> **Trecho fornecido**:
------------------------------------------------
A posição da Santa Sé no cenário das relações exteriores é, muitas vezes, vista com desconfiança e como fator comprometedor, devido ao seu conservadorismo, à nova dinâmica contemporânea das relações interestatais.

Não penseis que vim revogar a Lei ou os profetas? Não vim revogar, vim para cumprir. (Mateus, v.17, 18; NT; Bíblia)

Resumo:Meio a um cenário globalizante, em que a liberdade de valores e a tolerância de diferenças tornam-se premissas maiores das relações interestatais, a Santa Sé mostra-se, a princípio, como uma entidade controversa e alheia à nova dinâmica internacional. Muito devido a seu reconhecido conservadorismo para tratar de assuntos sócio-políticos, o engajamento da Santa Sé nas mais diversas searas do Direito e das Relações Internacionais foi paulatinamente visto com mais desconfiança. Entretanto, o que se vê atualmente é a manutenção e, em determinados casos, uma verdadeira ascensão de sua influência geopolítica, seja na celebração de concordatas com vários países constitucionalmente laicizados ou no embasamento principiológico dos principais desenvolvimentos capitaneados pelo Direito Internacional. Adentrar no contexto desta aparente contradição é o principal objetivo deste estudo.

Palavras-chave:Santa Sé - Relações Internacionais - Posição Geopolítica.

Sumário:I. Introdução.II. Breve contexto das relações entre a Religião e o Direito até a formação da Santa Sé.III. O Estado Neutro do Vaticano.IV. Do Reconhecimento do Estado do Vaticano.V. Do antigo relacionamento entre Itália e a Santa Sé.VI. O tratado de Latrão e suas Repercussões.VII. De entidade contestada a uma das grandes influências do Direito Internacional.VIII. A Doutrina Político-Internacional dos Papas.IX. Participação Papal na mediação de conflitos internacionais.X. Tratados e Concordatas.XI. Conclusão e Disposições Finais.XII. Referências Bibliográficas e Bibliografia.


Introdução:

A presença de um País soberano que, não obstante apresente inexpressíveis dimensões, delineie sua política externa com posições axiológicas firmes e, por vezes, extremadas, tende a causar certo temor e rejeição, meio a uma Comunidade Internacional que se mostra cada vez mais liberal e tolerante. De fato, a realidade que que se posta centra-se no fenômeno da Globalização e no estreitamento das mais diversas relações inter e supranacionais. O sucesso alcançado pela criação dos blocos econômicos, neste contexto, se deve, sobretudo, ao fato de tolerarem, em sua estrutura interna, países com grandes diferenças culturais e até religiosas. Ainda assim, no revés do limiar tendencial que por ora se evidencia, sobrevive um ente público conservador, que, a priori, não acompanha o movimento globalizante em curso. Imerso em valores tradicionais e posições muitas vezes destoantes do que vige na sociedade, a relevância emanada deste Estado para a cena internacional é, de fato, intrigante.
------------------------------------------------
> **Tarefas a fazer**:
#1 De acordo com o trecho fornecido, a que se deve sobretudo o sucesso alcançado pela criação dos blocos econômicos?
#2 Transforme em uma lista JSON de strings, com uma string por linha e sem as linhas em branco, a sequência das entradas que vai da linha que contém "Game engine object recognition — detect stack" até a linha que contém "85, 80, 116, 107", incluindo ambas. Apresente apenas essas linhas.

> **Entradas fornecidas**:
------------------------------------------------
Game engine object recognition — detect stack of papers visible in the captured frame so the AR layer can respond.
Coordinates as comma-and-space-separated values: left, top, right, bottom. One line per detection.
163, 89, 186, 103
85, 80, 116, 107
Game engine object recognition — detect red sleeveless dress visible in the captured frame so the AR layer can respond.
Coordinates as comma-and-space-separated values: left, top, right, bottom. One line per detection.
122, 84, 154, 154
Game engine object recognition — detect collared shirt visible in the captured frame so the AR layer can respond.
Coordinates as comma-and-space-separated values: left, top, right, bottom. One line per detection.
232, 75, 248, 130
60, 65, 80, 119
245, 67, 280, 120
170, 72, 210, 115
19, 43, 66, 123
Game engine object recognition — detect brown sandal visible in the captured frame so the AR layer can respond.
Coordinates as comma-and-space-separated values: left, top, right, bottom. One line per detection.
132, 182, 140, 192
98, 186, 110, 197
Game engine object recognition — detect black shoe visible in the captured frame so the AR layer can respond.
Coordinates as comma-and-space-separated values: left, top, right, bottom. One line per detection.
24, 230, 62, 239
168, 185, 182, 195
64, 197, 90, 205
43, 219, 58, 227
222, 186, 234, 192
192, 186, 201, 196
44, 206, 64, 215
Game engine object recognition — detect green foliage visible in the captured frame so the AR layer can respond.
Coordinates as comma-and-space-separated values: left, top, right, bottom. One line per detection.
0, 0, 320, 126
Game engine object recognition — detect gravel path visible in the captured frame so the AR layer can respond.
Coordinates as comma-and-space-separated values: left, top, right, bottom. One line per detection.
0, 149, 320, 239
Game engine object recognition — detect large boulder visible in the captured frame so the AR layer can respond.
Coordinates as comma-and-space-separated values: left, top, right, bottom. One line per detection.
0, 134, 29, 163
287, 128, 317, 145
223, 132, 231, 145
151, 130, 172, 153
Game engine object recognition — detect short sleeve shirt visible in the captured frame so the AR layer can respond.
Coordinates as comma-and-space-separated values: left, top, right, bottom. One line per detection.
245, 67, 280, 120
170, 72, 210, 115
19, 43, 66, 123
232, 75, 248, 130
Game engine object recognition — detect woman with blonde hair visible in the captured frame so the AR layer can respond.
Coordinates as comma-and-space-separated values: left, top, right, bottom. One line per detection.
------------------------------------------------
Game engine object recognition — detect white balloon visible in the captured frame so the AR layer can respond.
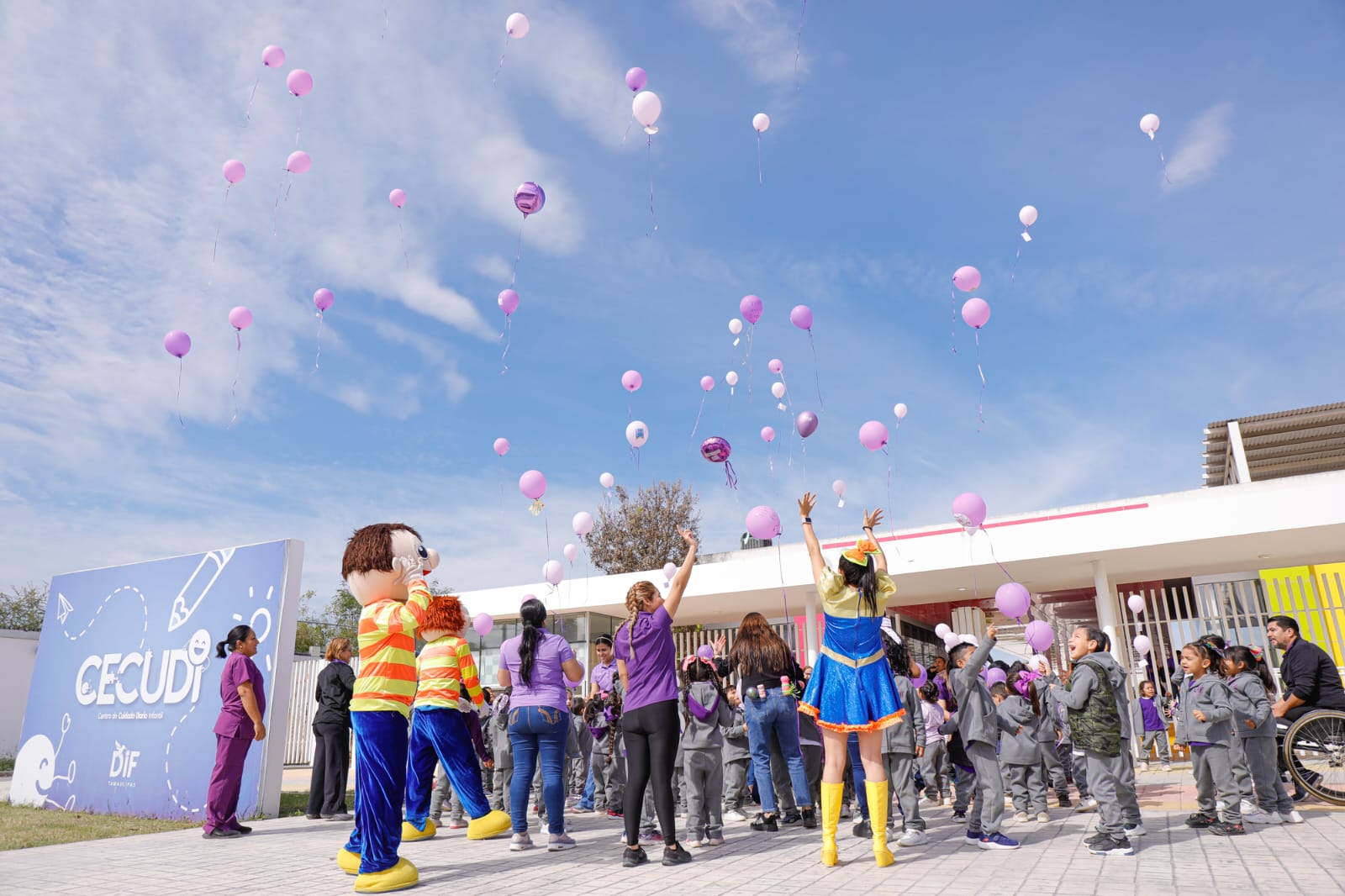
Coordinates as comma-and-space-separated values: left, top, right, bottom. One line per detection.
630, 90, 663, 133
------------------------------------------------
> **Respostas por tarefa**:
#1 Ao fato de tolerarem, em sua estrutura interna, países com grandes diferenças culturais e até religiosas.

#2
[
  "Game engine object recognition — detect stack of papers visible in the captured frame so the AR layer can respond.",
  "Coordinates as comma-and-space-separated values: left, top, right, bottom. One line per detection.",
  "163, 89, 186, 103",
  "85, 80, 116, 107"
]